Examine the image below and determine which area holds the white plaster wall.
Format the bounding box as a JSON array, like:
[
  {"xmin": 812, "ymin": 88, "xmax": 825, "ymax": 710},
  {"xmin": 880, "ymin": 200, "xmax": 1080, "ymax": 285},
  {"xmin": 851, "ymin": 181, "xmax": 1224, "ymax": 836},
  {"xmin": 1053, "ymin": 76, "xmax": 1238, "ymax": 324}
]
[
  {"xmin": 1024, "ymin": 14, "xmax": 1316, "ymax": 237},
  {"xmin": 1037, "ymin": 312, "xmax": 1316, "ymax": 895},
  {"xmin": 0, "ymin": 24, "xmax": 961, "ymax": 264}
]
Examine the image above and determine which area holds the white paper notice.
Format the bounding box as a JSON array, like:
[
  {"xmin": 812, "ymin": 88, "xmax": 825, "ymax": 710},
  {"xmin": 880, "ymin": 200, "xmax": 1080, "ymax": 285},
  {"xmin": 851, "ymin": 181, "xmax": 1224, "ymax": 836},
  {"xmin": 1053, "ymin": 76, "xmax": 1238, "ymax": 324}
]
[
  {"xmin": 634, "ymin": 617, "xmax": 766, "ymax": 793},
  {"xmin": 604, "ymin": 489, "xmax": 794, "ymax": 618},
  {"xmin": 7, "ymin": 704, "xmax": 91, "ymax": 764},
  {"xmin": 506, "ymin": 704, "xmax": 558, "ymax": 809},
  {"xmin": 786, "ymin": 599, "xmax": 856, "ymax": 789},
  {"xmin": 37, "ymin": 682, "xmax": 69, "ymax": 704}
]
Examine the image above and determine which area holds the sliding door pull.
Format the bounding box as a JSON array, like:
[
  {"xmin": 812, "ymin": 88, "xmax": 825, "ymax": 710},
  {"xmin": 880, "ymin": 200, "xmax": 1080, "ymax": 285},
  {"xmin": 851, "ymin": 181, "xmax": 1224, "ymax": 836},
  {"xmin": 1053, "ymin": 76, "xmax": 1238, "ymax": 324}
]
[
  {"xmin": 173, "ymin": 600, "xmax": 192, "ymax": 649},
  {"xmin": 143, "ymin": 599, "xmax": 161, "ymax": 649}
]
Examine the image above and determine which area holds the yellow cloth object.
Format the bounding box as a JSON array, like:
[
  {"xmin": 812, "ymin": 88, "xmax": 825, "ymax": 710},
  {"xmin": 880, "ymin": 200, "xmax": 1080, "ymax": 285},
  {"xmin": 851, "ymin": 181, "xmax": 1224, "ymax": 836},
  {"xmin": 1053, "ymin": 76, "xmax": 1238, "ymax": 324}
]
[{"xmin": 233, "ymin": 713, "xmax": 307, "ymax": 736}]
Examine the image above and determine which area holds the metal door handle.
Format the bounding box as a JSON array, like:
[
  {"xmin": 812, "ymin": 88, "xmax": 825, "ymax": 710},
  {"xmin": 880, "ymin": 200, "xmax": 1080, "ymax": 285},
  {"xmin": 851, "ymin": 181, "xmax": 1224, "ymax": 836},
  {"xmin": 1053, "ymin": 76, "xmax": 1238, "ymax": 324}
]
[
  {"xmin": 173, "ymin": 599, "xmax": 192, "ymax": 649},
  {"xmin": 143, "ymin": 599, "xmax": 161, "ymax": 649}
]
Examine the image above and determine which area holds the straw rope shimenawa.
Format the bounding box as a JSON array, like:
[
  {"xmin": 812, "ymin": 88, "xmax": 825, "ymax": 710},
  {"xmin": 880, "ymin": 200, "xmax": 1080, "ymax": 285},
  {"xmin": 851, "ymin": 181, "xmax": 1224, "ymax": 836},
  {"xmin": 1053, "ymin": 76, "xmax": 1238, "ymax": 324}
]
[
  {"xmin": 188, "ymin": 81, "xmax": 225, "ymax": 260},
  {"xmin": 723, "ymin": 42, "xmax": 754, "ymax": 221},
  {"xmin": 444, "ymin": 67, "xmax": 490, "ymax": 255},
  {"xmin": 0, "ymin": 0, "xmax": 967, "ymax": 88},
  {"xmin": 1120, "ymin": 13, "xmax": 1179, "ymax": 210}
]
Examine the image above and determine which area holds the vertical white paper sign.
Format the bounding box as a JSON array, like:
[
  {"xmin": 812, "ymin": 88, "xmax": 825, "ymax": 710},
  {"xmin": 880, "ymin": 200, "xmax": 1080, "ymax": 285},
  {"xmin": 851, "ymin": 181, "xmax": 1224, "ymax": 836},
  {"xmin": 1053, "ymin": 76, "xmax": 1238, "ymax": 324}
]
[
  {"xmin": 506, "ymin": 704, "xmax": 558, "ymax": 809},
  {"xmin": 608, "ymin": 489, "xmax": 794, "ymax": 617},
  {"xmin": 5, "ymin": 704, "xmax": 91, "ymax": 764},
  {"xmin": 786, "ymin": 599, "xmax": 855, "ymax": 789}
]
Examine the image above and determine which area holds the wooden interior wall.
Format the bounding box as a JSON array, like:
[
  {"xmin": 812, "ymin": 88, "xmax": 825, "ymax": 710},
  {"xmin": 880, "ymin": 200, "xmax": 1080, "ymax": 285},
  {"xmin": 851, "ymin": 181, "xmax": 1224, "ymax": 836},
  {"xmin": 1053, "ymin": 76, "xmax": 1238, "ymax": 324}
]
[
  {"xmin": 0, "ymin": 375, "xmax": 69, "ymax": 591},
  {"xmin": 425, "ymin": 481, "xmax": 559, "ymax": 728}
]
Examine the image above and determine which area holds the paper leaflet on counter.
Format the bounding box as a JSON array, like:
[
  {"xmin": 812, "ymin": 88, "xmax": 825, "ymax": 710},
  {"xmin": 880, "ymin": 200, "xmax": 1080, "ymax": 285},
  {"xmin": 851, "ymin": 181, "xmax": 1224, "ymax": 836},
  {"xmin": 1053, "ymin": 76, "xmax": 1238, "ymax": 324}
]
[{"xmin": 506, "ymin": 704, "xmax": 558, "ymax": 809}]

### SHORT TASK:
Rewrite all of the material above, substituting "bounding rectangle" for every occurrence of "bounding box" and leaving everything else unchanged.

### TASK OUTPUT:
Examine the image below and determine which area holds the white plaster wall.
Format the bounding rectangle as a JSON array, like:
[
  {"xmin": 812, "ymin": 88, "xmax": 825, "ymax": 710},
  {"xmin": 880, "ymin": 200, "xmax": 1080, "ymax": 285},
  {"xmin": 851, "ymin": 181, "xmax": 1224, "ymax": 836},
  {"xmin": 1053, "ymin": 76, "xmax": 1238, "ymax": 324}
]
[
  {"xmin": 1024, "ymin": 14, "xmax": 1316, "ymax": 237},
  {"xmin": 1037, "ymin": 312, "xmax": 1316, "ymax": 895},
  {"xmin": 0, "ymin": 24, "xmax": 961, "ymax": 264}
]
Examine the image above and determine which area holds the white paper notice.
Format the bounding rectangle as a JSON array, like:
[
  {"xmin": 812, "ymin": 88, "xmax": 825, "ymax": 710},
  {"xmin": 880, "ymin": 200, "xmax": 1080, "ymax": 285},
  {"xmin": 851, "ymin": 181, "xmax": 1224, "ymax": 836},
  {"xmin": 1053, "ymin": 76, "xmax": 1238, "ymax": 324}
]
[
  {"xmin": 634, "ymin": 617, "xmax": 766, "ymax": 793},
  {"xmin": 604, "ymin": 489, "xmax": 794, "ymax": 618},
  {"xmin": 7, "ymin": 704, "xmax": 91, "ymax": 764},
  {"xmin": 506, "ymin": 704, "xmax": 558, "ymax": 809},
  {"xmin": 786, "ymin": 599, "xmax": 856, "ymax": 789},
  {"xmin": 37, "ymin": 682, "xmax": 69, "ymax": 704}
]
Examine the image above and determine which area holds the sliding door pull.
Format the bounding rectangle as a JSON array, like:
[
  {"xmin": 812, "ymin": 88, "xmax": 825, "ymax": 710},
  {"xmin": 880, "ymin": 200, "xmax": 1080, "ymax": 285},
  {"xmin": 851, "ymin": 181, "xmax": 1224, "ymax": 836},
  {"xmin": 1053, "ymin": 76, "xmax": 1238, "ymax": 324}
]
[
  {"xmin": 173, "ymin": 600, "xmax": 192, "ymax": 649},
  {"xmin": 143, "ymin": 599, "xmax": 161, "ymax": 649}
]
Examine the image above and determine which area holds the yellow cloth object.
Format the bounding rectangle as a JSON array, like:
[
  {"xmin": 812, "ymin": 88, "xmax": 825, "ymax": 710},
  {"xmin": 880, "ymin": 200, "xmax": 1080, "ymax": 285},
  {"xmin": 851, "ymin": 181, "xmax": 1224, "ymax": 836},
  {"xmin": 1053, "ymin": 76, "xmax": 1238, "ymax": 324}
]
[{"xmin": 233, "ymin": 713, "xmax": 307, "ymax": 736}]
Examine the image above and determine which area holds the metal door handle.
Format the bounding rectangle as a JSON array, like:
[
  {"xmin": 812, "ymin": 88, "xmax": 825, "ymax": 710},
  {"xmin": 880, "ymin": 200, "xmax": 1080, "ymax": 285},
  {"xmin": 851, "ymin": 181, "xmax": 1224, "ymax": 836},
  {"xmin": 1053, "ymin": 76, "xmax": 1238, "ymax": 324}
]
[
  {"xmin": 173, "ymin": 599, "xmax": 192, "ymax": 649},
  {"xmin": 143, "ymin": 599, "xmax": 161, "ymax": 649}
]
Examine the image above and determine which area holds the straw rope shimenawa.
Format the bounding rectangle as a JSON array, like:
[
  {"xmin": 812, "ymin": 88, "xmax": 825, "ymax": 710},
  {"xmin": 880, "ymin": 200, "xmax": 1080, "ymax": 285},
  {"xmin": 851, "ymin": 181, "xmax": 1224, "ymax": 836},
  {"xmin": 1053, "ymin": 76, "xmax": 1238, "ymax": 324}
]
[
  {"xmin": 188, "ymin": 81, "xmax": 225, "ymax": 260},
  {"xmin": 723, "ymin": 42, "xmax": 754, "ymax": 221},
  {"xmin": 444, "ymin": 67, "xmax": 490, "ymax": 255},
  {"xmin": 0, "ymin": 0, "xmax": 967, "ymax": 88},
  {"xmin": 1120, "ymin": 13, "xmax": 1179, "ymax": 210}
]
Examine the image above and determine which area holds the vertical white paper sign.
Format the bounding rectangle as a JSON array, like:
[
  {"xmin": 812, "ymin": 88, "xmax": 825, "ymax": 710},
  {"xmin": 880, "ymin": 200, "xmax": 1080, "ymax": 285},
  {"xmin": 851, "ymin": 181, "xmax": 1224, "ymax": 836},
  {"xmin": 1053, "ymin": 76, "xmax": 1238, "ymax": 324}
]
[
  {"xmin": 506, "ymin": 704, "xmax": 558, "ymax": 809},
  {"xmin": 608, "ymin": 489, "xmax": 794, "ymax": 617},
  {"xmin": 5, "ymin": 704, "xmax": 91, "ymax": 764},
  {"xmin": 786, "ymin": 599, "xmax": 855, "ymax": 789}
]
Examine the image above and determine which area holds the wooden interior wall.
Format the bounding rectangle as a JSON array, like:
[
  {"xmin": 812, "ymin": 88, "xmax": 825, "ymax": 710},
  {"xmin": 880, "ymin": 200, "xmax": 1080, "ymax": 285},
  {"xmin": 851, "ymin": 181, "xmax": 1224, "ymax": 836},
  {"xmin": 1053, "ymin": 76, "xmax": 1238, "ymax": 324}
]
[
  {"xmin": 0, "ymin": 375, "xmax": 69, "ymax": 591},
  {"xmin": 425, "ymin": 481, "xmax": 559, "ymax": 728}
]
Examine the image above and determine which area holds the paper leaflet on counter.
Format the bounding rectangle as a JSON array, like:
[
  {"xmin": 812, "ymin": 88, "xmax": 825, "ymax": 710},
  {"xmin": 880, "ymin": 200, "xmax": 1080, "ymax": 285},
  {"xmin": 851, "ymin": 181, "xmax": 1224, "ymax": 836},
  {"xmin": 1053, "ymin": 76, "xmax": 1238, "ymax": 324}
]
[{"xmin": 506, "ymin": 704, "xmax": 558, "ymax": 809}]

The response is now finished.